Secção do texto:

· · · ·

II- No exercício dessas funções o cabeça-de-casal pode praticar actos que, pela sua natureza continuada, poderão ser lesivos dos restantes interessados da herança, de molde a tornarem justificado que, uma vez demonstrados, se ponha fim à situação em ordem a acautelar os direitos daqueles.

III- Na situação de o património hereditário integrar estabelecimentos comerciais ou empresas, será necessário que quem as administra esteja à altura do cargo e possua as qualidades necessárias para o exercício e desempenho cabal de tais funções, de molde a praticar uma administração do património hereditário com competência, prudência e zelo, em ordem á salvaguarda dos direitos dos restantes herdeiros, que não devem ser prejudicados de forma grave e irreparável, sendo, por decorrência a actividade do cabeça de casal indissociável de uma boa e corrente gestão dessas empresas.

IV- Assim sendo, nessa situação, necessário se revela que se demonstre que o cabeça-de-casal não possui qualificação ou quaisquer conhecimentos profissionais ou de gestão que lhe permitam assegurar, pessoal e adequadamente, a boa administração das sociedades comerciais cujas participações sociais integram o acervo de bens da herança, em ordem ao preenchimento dos requisitos indispensáveis ao deferimento da providência cautelar de remoção do cabeça-de-casal solicitada ao Tribunal, nos termos estatuídos na alínea d), do nº 1, do art. 2086º do Código Civil.

V- E essa incompetência, enquanto inaptidão para o exercício do cargo, terá de decorrer da matéria de facto alegada e provada nos autos, ainda que em sede cautelar.
Decisão Texto Integral:
Acordam, em conferência, no Tribunal da Relação de Guimarães.

I – RELATÓRIO.

Recorrentes: A. R. e marido, D. M..
Recorrido: A. J..
Tribunal Judicial da Comarca de Braga – Instância Local Cível de Amares, Secção de Competência Genérica, J1.

Nos presentes autos de inventário a que se procede por óbito de D. M., falecido em Amares, foi nomeada para exercer as funções de cabeça-de-casal A. J., melhor identificado nos autos, filho mais velho dos falecidos, nos termos dos arts. 1339º, do Código de Processo Civil e 2080, nº 1, alínea c), do Código Civil, tendo sido designado dia para o respectivo juramento.

Inconformados com esta decisão apelaram os Interessados A. R. e marido, D. M., sendo que, das respectivas alegações desse recurso extraíram, em suma, as seguintes conclusões:

1. O presente recurso de apelação tem por objecto o douto despacho datado de 09 de Julho que declarou cessada a suspensão da instância e nomeou, sem mais, para o exercício do cargo de cabeça de casal nos presentes autos, o interessado A. J..

· · · ·

Linhas de dados:
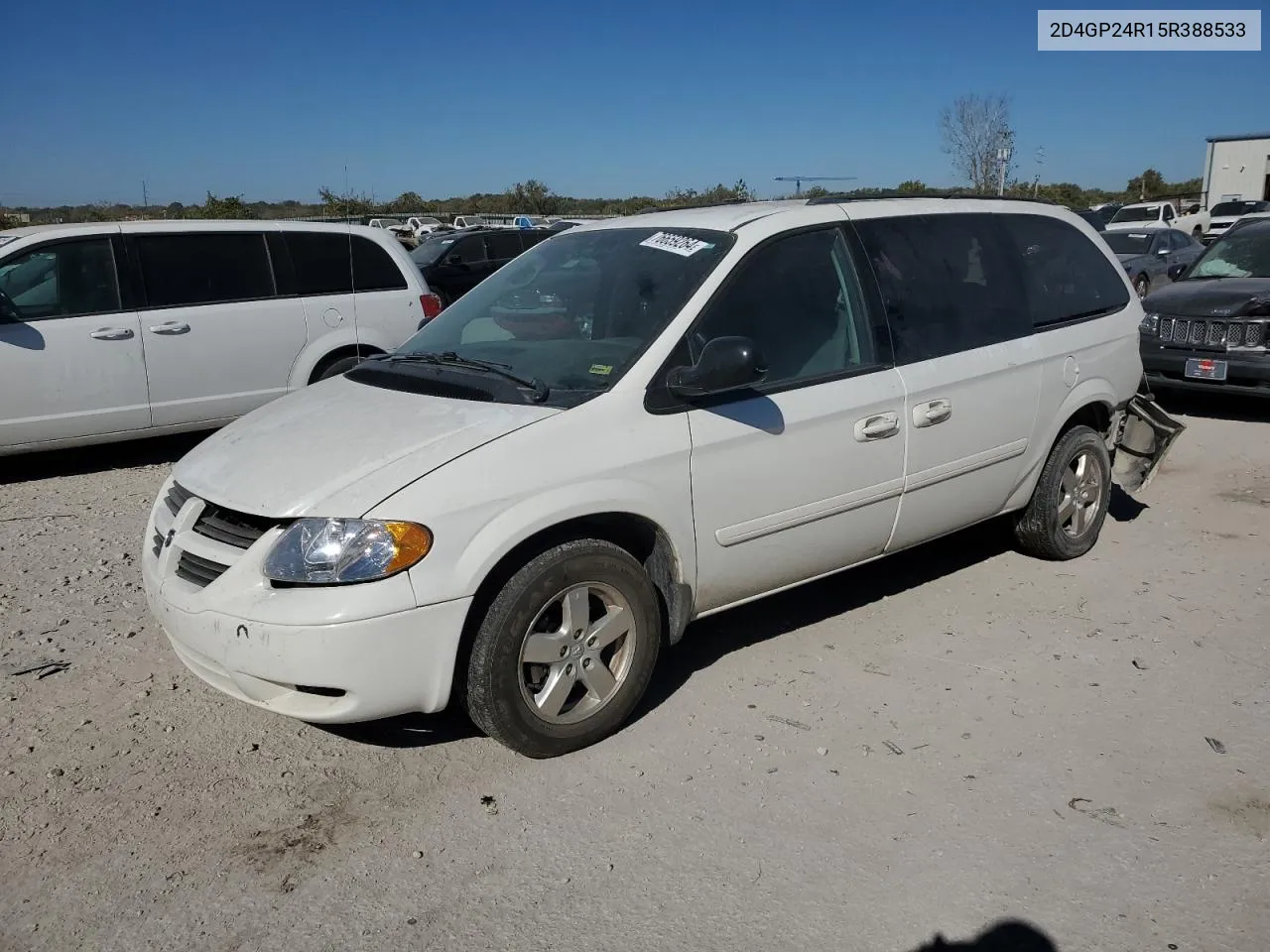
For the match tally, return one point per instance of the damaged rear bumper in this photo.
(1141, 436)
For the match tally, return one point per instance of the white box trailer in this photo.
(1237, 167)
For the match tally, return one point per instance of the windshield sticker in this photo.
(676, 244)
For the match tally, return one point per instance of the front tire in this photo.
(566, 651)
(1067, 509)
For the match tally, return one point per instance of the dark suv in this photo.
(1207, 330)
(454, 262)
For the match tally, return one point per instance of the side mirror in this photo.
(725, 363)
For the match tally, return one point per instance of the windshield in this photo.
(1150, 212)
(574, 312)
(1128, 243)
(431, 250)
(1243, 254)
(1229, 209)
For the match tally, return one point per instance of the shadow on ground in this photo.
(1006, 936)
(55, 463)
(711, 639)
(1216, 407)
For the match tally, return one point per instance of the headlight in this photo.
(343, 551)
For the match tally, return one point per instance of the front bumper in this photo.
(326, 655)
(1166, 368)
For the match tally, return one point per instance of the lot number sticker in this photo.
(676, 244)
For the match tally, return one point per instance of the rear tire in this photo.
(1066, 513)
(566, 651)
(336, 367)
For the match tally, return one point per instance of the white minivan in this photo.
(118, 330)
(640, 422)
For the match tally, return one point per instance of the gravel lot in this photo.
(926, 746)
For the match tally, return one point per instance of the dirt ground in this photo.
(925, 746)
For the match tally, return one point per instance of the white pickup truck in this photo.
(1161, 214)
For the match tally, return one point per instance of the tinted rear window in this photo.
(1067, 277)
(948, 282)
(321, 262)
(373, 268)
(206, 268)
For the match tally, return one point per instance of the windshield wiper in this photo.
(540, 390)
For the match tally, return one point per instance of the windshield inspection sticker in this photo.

· · · ·

Tarefa indicada 1:
Segundo o texto sobre a remoção do cabeça-de-casal, em que tribunal foi proferido o acórdão?
Tarefa indicada 2:
Transcreva, do texto sobre a remoção do cabeça-de-casal, o trecho que vai de "Tribunal Judicial da" até "o respectivo juramento.".
Tarefa indicada 3:
Prossiga o texto sobre a remoção do cabeça-de-casal a partir do ponto em que ele termina.

Resposta à tarefa 1:
No Tribunal da Relação de Guimarães.

Resposta à tarefa 2:
Tribunal Judicial da Comarca de Braga – Instância Local Cível de Amares, Secção de Competência Genérica, J1.

Nos presentes autos de inventário a que se procede por óbito de D. M., falecido em Amares, foi nomeada para exercer as funções de cabeça-de-casal A. J., melhor identificado nos autos, filho mais velho dos falecidos, nos termos dos arts. 1339º, do Código de Processo Civil e 2080, nº 1, alínea c), do Código Civil, tendo sido designado dia para o respectivo juramento.

Resposta à tarefa 3:
2. A discordância dos Recorrentes em relação ao despacho em crise contende, salvo o devido respeito, com o erro de apreciação e/ou julgamento que crêem ter sido cometido no que concerne à subsunção da realidade fáctica aos critérios jurídicos estabelecidos no art. 2080º do Código Civil para a escolha do cabeça do casal.
3. Em concreto, os Recorrentes discordam veementemente da escolha do interessado A. J. em detrimento da interessada A. R. para o exercício do cabecelato,
4. Porquanto crêem, salvo o devido respeito, que semelhante opção não traduz mais do que uma aplicação formalista e/ou remissão imotivada para o critério legal previsto no art. 2080º, nº 4 do Código Civil, referente ao “herdeiro mais velho”.
5. Desconsiderando por completo a excepção - e os factos que, no presente caso, comprovam inequivocamente a sua verificação - prevista na primeira parte desse normativo.
6. Dispõe o art. 2080º, nº 4 do Código Civil que o exercício do cargo de cabeça de casal será atribuído ao herdeiro mais velho em caso de “igualdade de circunstâncias” entre os diversos interessados.
7. Igualdade essa que não se verifica no caso sub judice.
8. Em primeiro lugar, enquanto os ora Recorrentes A. R. e D. M. detêm simultaneamente a qualidade de herdeiros legais e herdeiros testamentários da inventariada M. G..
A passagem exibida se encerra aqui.